April 16, 2018:

Every month, we huddle for another edition of Across the Consortium to recap the progress of our member institutions. Here are this month’s hand-picked highlights from across the consortium! Be inspired as you catch all the action. 

University of Illinois Cancer Center

When a serious disease or illness arises, treating the condition is just one aspect of caring for the patient. By identifying and treating the psychosocial, social, and spiritual issues related to a disease — what is called “supportive care” — providers are able to better connect with patients and work to deliver better outcomes.

“Once I become aware of a patient’s concerns, it allows us to try to help them — whether it’s transportation, paying for medication, treating anxiety/depression, or something else,” Dr. Lawrence Feldman, a medical oncologist at UI Health, wrote in an article, “Supportive Oncology—A Collaborative & Multidisciplinary Approach,” recently published in Oncology Times.

Read more.

Indiana University Melvin and Bren Simon Cancer Center

Enrollment has begun at the IU Simon Cancer Center for a phase I clinical study of a drug designed to have an anti-cancer affect while protecting against chemotherapy-induced peripheral nerve damage, a common side effect when patients are exposed to certain types of chemotherapy.

The clinical study of the orally-administered drug, APX3330, is the first to explore its use in patients with advanced cancer. Preclinical data indicates that APX3330 inhibits the cancer-promoting activity of a dual function protein called APE1/Ref-1 without interfering with the nerve cell protection activity of the protein.

Read more.

University of Iowa Holden Comprehensive Cancer Center

Sarcoma patients treated at high-volume medical centers may have higher survival rates than those treated at low-volume centers, according to a new analysis of cancer-treatment data by a team of University of Iowa researchers.

The study, published April 6 in the Journal of Surgical Oncology, used data from the National Cancer Database (NCDB) to examine the effects of volume—the number of sarcoma patients treated at a hospital—on the outcomes of patients treated for non-metastatic soft tissue sarcoma of the upper and lower extremity.

Read more.

University of Michigan Rogel Cancer Center

In the wrestling match with cancer, chemoimmunotherapy is the new strong arm, and it is building muscle with a nanodisc disguised as good cholesterol.

Researchers at the University of Michigan Rogel Cancer Center designed this new delivery system — a drug hidden in a nanodisc — to increase the number of patients who can be treated successfully with cancer immunotherapy drugs.

The nanodisc is made of a synthetic version of high density lipoprotein (HDL), also known as “good cholesterol.” Researchers attached doxorubicin, a widely used chemotherapy drug, to the nanodisc.

Read more.

Michigan State University Breslin Cancer Center

Michigan State University scientists are testing a promising drug that may stop a gene associated with obesity from triggering breast and lung cancer, as well as prevent these cancers from growing.

These findings are based on two studies featured in the latest issue of Cancer Prevention Research.

## Tasks for this exercise:
• a. Summarize the consortium news roundup in two sentences.
• b. Carry the consortium news roundup forward from its final sentence.

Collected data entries

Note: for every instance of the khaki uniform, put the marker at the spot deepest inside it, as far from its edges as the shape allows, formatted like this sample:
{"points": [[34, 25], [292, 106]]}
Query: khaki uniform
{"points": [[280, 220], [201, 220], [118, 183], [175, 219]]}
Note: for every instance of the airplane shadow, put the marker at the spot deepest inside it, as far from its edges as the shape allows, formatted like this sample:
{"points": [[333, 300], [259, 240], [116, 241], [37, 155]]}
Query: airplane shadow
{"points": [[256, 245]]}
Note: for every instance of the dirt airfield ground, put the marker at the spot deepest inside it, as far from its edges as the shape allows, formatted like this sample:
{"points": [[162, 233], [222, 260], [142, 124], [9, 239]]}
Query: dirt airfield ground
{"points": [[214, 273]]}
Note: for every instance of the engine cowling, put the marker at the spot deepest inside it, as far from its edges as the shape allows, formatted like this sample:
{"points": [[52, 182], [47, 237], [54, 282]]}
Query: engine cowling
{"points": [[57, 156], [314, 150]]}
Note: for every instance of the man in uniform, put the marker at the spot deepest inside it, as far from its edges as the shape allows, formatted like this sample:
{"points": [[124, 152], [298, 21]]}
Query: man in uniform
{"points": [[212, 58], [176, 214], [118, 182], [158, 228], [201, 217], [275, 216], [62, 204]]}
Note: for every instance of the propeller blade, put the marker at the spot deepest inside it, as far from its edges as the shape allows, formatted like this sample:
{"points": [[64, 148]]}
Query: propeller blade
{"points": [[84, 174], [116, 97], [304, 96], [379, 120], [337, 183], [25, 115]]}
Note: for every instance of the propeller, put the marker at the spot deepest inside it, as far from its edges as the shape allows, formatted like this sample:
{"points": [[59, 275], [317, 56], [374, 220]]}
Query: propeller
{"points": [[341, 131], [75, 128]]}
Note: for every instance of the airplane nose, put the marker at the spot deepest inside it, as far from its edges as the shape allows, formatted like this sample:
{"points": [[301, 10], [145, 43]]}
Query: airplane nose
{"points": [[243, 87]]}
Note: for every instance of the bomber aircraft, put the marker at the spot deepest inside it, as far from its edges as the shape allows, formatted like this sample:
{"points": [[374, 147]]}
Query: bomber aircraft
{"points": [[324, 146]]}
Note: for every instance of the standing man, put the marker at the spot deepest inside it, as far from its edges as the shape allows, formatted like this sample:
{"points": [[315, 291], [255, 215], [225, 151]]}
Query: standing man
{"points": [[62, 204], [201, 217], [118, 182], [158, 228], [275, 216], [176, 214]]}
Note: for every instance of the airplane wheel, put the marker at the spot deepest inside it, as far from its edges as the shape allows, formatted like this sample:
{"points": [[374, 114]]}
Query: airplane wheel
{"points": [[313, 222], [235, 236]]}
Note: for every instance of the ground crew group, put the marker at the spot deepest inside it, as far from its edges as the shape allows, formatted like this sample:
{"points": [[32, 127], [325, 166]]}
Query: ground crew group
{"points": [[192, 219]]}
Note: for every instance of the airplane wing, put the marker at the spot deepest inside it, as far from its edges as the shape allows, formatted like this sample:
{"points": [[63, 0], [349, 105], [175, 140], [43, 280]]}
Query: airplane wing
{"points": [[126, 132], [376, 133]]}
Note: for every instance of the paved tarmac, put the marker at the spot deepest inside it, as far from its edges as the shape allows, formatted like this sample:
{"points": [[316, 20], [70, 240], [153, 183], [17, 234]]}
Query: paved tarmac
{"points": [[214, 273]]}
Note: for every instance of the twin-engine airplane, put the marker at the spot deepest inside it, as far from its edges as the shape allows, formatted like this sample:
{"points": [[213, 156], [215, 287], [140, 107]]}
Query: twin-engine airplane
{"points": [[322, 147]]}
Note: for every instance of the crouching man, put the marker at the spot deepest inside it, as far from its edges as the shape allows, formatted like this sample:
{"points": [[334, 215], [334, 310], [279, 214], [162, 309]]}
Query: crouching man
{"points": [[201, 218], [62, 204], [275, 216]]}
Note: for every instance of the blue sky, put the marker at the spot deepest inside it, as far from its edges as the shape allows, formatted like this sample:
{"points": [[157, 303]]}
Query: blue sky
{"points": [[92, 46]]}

## Response list:
• a. This monthly roundup recaps progress at the consortium's member cancer centers, including a University of Illinois oncologist's article on supportive care and a University of Iowa analysis linking higher sarcoma survival to high-volume medical centers. It also reports an Indiana University phase I study of the drug APX3330, a University of Michigan nanodisc that carries the chemotherapy drug doxorubicin, and Michigan State University testing of a drug that may stop an obesity-associated gene from triggering breast and lung cancer.

• b.
The first was a preclinical study, led by Karen Liby, an associate professor in the Department of Pharmacology and Toxicology. Results showed that the drug, I-BET-762, is showing signs of significantly delaying the development of existing breast and lung cancers by zeroing in on how a cancerous gene, called c-Myc, acts.

Read more.

Masonic Cancer Center, University of Minnesota

In the Land of 10,000 Lakes, cancer—Minnesota’s leading cause of death—will affect half of us directly and the rest of us through people we know and love.

Minnesota Masonic Charities wants to change those odds by accelerating its support of promising research at the Masonic Cancer Center, University of Minnesota that explores precisely targeted approaches to cancer prevention and treatment.

Many advances in cancer research now require molecular techniques that have the potential to significantly improve how cancer is detected and treated. Genetic information may hold the keys to unlocking its many mysteries: its causes, its growth, and its persistence in certain people.

Read more.

Fred & Pamela Buffett Cancer Center (University of Nebraska)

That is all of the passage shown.